▸ **Aim of the task**:
Continue the news story about Phoenix firefighters and accidental opioid overdoses in children, picking up after its last sentence.

Phoenix firefighters seeing more accidental opioid overdoses in children
PHOENIX – As the opioid epidemic continues to surge, firefighters in Phoenix have responded to more 911 calls involving accidental overdoses in children.
“We use the word fentanyl a lot when talking about this epidemic, but remember all the other pain pills are opioids as well – you absolutely have to treat that like poison in your home,” Capt. Rob McDade told KTAR News 92.3 FM on Wednesday.
Earlier this week, a 1-year-old girl was hospitalized in extremely critical condition after swallowing an unknown pill at a Phoenix hotel.
Phoenix Fire Department officials said paramedics responded to the hotel near 44th and Van Buren streets at about 8:30 a.m. The baby was suffering from an “altered level of consciousness” and then went into cardiac arrest.
As a paramedic firefighter, McDade says when firefighters respond to calls like that they have to ask every question possible to find out what treatment is necessary.
“We have to go through a checklist of what could have happened,” McDade said. “Once we figure out it’s an overdose, we have to start treating them like an adult.”
That is when they administer naloxone, the overdose reversal drug.
Phoenix firefighters in the past have not often had to use naloxone, also known as Narcan, on children. But in the past month, it’s become more common.

▸ **Supplied material**:
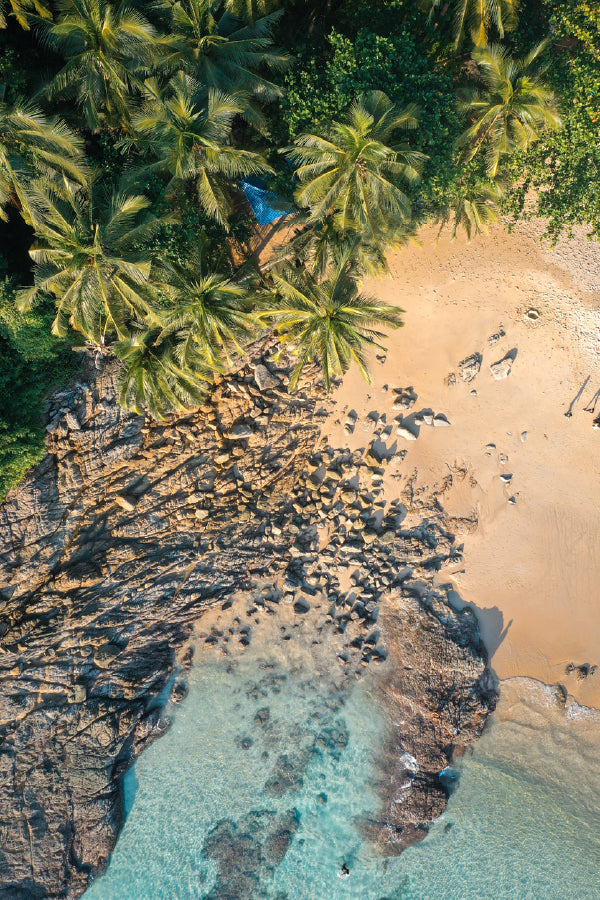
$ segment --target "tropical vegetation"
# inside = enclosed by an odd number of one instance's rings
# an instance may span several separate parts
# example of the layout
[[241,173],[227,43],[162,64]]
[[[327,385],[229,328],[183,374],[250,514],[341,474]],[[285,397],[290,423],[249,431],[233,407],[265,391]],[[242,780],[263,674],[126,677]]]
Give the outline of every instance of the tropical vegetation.
[[[600,237],[599,59],[588,0],[4,0],[0,495],[71,347],[155,418],[265,332],[329,390],[401,324],[363,283],[422,223]],[[294,227],[259,265],[261,182]]]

▸ **Written answer**:
“I can tell you without having any empirical evidence in front of us right now, we’ve seen an uptick in us responding recently to children having accidental overdoses,” McDade said.
Naloxone is just as safe to use on children as it is to use on adults.
The reversal drug binds to opioid receptors and can reverse and block the effects of other opioids. It quickly restores normal breathing to a person whose breathing has slowed or stopped after overdosing with opioid medications.
“We’re hoping this is not the beginning of a new normal, but we are prepared,” McDade said. “It’s just disheartening to see that there is so much of it (opioids) out there that it’s getting to the point where we’re worried about children overdosing.”
McDade also recommended parents safely store and keep any opioids out of medicine cabinets that are accessible to any curious teenagers.